:: Provided information

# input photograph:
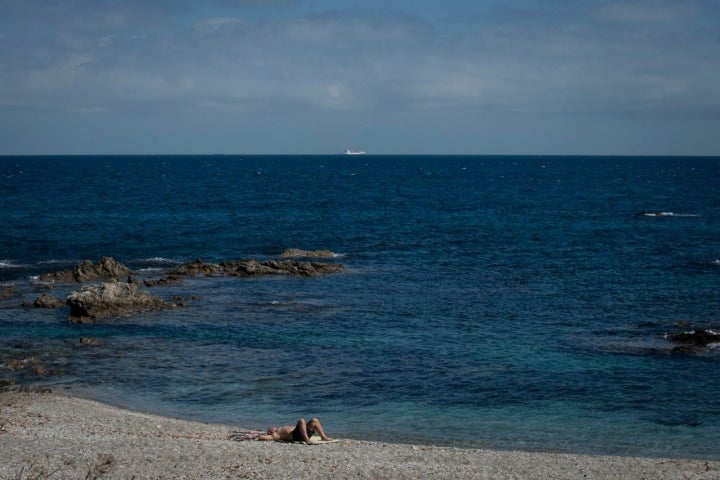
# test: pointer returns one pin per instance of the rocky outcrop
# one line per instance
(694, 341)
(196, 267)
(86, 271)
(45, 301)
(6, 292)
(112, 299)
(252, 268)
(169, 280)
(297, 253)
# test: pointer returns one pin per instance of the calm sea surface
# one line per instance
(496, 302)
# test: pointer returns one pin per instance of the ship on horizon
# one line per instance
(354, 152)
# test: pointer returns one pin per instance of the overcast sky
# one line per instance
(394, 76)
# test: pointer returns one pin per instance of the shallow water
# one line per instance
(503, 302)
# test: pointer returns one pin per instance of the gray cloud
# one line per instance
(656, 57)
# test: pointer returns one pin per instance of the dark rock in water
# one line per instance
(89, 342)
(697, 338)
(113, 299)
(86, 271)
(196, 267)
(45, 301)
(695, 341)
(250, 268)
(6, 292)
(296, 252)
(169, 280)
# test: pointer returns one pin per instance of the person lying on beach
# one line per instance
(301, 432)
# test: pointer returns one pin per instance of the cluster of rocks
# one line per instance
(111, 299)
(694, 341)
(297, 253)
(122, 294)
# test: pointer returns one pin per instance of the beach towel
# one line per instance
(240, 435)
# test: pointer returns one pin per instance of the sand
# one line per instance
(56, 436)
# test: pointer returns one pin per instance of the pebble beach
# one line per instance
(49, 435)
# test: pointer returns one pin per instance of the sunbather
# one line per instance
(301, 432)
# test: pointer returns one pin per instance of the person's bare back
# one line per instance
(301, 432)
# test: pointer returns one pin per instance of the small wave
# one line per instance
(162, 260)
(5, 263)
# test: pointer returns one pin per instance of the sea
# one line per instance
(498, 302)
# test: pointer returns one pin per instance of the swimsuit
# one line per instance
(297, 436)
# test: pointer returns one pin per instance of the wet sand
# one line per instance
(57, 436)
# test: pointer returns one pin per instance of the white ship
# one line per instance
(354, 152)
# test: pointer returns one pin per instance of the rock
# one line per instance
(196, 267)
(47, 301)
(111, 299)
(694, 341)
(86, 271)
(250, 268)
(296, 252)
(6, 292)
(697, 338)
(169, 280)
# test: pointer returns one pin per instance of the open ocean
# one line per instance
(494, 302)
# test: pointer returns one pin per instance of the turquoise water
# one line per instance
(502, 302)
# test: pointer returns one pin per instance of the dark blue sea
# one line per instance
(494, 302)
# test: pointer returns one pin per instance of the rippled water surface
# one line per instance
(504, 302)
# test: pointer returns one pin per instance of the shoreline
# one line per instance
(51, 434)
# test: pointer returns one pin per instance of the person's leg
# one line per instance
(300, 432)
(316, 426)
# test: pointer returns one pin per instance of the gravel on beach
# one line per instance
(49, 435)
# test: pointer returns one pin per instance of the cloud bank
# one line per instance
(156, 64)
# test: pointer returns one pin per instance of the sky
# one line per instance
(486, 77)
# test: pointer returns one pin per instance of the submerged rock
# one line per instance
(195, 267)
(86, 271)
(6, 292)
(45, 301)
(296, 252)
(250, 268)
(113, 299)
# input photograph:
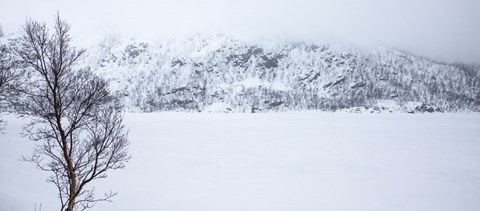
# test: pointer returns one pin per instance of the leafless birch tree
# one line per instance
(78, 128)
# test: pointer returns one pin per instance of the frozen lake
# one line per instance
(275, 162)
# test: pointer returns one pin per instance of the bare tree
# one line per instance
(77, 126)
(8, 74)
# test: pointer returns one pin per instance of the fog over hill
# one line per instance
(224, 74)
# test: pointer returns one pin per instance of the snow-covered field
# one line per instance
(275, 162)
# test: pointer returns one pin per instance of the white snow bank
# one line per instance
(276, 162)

::::
:: Provided information

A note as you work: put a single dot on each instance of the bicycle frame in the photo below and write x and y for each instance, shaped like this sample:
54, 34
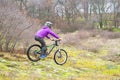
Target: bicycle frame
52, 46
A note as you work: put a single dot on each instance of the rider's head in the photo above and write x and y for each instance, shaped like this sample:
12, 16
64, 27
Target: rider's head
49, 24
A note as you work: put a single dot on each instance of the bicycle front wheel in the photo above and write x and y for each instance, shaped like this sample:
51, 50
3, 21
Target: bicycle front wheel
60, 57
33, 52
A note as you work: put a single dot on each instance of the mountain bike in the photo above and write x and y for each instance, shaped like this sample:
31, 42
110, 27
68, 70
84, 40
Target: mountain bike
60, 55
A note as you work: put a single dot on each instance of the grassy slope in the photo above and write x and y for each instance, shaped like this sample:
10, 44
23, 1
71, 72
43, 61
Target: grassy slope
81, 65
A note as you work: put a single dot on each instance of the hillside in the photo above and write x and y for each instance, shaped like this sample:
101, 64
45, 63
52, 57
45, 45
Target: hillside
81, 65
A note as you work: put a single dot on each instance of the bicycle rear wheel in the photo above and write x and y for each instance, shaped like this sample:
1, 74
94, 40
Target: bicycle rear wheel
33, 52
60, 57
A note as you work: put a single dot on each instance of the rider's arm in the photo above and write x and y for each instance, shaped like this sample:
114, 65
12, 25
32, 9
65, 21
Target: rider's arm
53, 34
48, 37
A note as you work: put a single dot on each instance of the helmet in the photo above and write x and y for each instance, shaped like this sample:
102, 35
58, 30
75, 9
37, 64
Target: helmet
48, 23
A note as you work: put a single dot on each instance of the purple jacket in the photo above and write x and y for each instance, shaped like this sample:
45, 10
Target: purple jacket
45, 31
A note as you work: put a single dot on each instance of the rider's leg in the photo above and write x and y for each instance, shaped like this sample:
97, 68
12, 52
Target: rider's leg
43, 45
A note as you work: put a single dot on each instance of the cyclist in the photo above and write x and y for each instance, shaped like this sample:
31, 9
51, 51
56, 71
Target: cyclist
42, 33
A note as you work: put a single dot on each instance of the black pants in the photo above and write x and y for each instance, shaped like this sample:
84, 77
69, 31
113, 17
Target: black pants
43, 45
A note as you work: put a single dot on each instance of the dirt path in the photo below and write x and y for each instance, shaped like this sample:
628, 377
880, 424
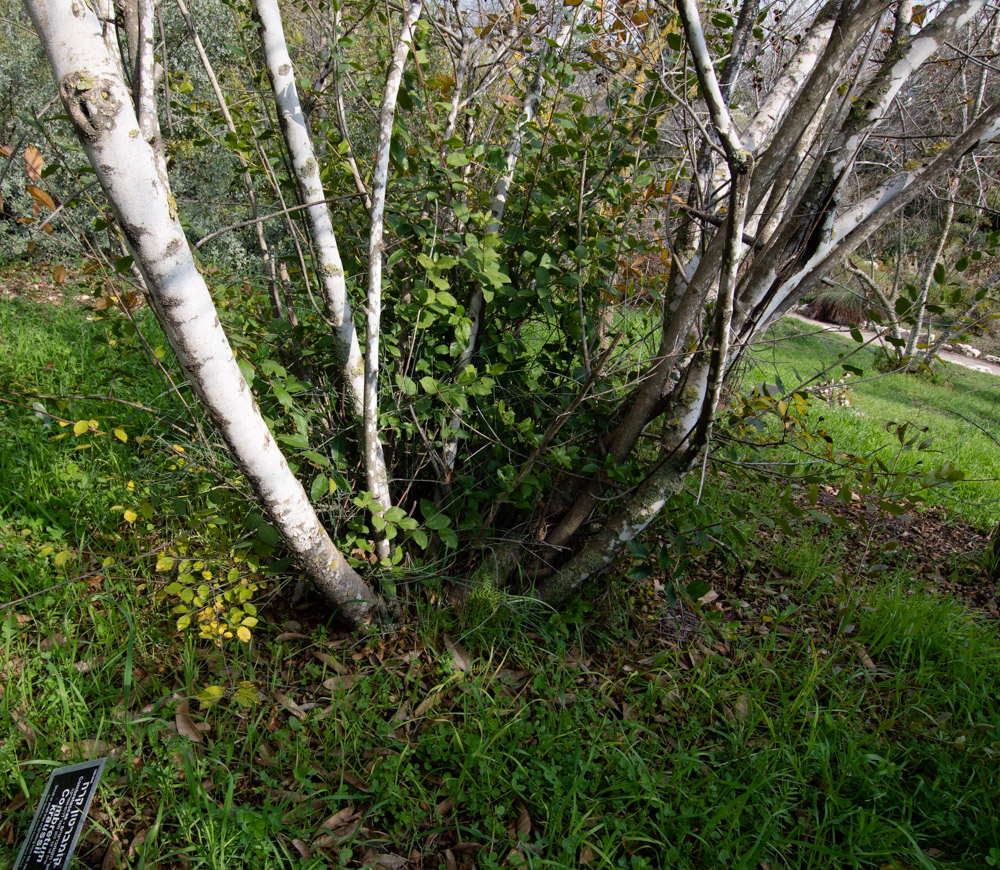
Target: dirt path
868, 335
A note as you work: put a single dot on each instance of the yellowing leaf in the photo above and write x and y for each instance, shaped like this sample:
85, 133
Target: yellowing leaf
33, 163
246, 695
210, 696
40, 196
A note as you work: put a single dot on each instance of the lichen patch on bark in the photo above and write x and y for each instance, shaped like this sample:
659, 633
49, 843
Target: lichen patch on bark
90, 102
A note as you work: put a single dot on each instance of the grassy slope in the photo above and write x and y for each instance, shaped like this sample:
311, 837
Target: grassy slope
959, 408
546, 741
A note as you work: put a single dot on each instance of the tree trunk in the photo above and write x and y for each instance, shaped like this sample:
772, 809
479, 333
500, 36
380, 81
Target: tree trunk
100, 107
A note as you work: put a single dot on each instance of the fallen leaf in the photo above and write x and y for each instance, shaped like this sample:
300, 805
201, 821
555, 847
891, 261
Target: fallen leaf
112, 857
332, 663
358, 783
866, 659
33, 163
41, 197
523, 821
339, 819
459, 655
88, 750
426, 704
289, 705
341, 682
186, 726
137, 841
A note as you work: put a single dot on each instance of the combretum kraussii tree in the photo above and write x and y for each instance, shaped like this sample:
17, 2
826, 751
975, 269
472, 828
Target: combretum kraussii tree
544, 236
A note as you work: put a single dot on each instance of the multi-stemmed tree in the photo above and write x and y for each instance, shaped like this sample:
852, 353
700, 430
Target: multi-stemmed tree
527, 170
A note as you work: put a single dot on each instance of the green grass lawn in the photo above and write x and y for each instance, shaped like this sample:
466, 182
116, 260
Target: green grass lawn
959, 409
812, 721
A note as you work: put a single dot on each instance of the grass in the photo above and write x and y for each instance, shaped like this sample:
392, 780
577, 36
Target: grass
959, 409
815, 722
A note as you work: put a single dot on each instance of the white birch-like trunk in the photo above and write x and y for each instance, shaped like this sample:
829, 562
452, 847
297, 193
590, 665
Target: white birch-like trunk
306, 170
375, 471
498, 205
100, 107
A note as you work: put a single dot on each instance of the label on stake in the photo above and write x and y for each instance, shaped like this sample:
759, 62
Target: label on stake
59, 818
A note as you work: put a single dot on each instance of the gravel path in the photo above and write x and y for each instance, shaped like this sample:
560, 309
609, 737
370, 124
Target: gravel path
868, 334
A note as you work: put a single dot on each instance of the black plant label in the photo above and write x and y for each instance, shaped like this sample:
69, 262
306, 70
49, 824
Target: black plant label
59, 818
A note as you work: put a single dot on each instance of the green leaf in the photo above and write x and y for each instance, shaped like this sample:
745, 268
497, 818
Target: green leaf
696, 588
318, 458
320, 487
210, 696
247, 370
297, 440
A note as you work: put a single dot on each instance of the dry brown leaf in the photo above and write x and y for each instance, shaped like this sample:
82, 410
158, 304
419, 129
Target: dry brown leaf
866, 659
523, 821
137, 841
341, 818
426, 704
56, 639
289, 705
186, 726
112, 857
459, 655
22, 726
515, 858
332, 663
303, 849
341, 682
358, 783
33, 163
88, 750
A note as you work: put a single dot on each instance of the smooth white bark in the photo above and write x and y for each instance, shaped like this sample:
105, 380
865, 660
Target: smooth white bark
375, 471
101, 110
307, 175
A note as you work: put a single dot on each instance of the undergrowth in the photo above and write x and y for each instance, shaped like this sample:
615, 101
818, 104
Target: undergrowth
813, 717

::::

- _Stated problem_
Please return each line of the material above that contains the word "beach". Case counts.

- _Correct output_
# test: pointer returns one pin per instance of the person lying on beach
# test: pointer returns one pin per instance of the beach towel
# test: pointer returns one pin per instance of the pebble beach
# test: pointer returns one pin per instance of the gravel on beach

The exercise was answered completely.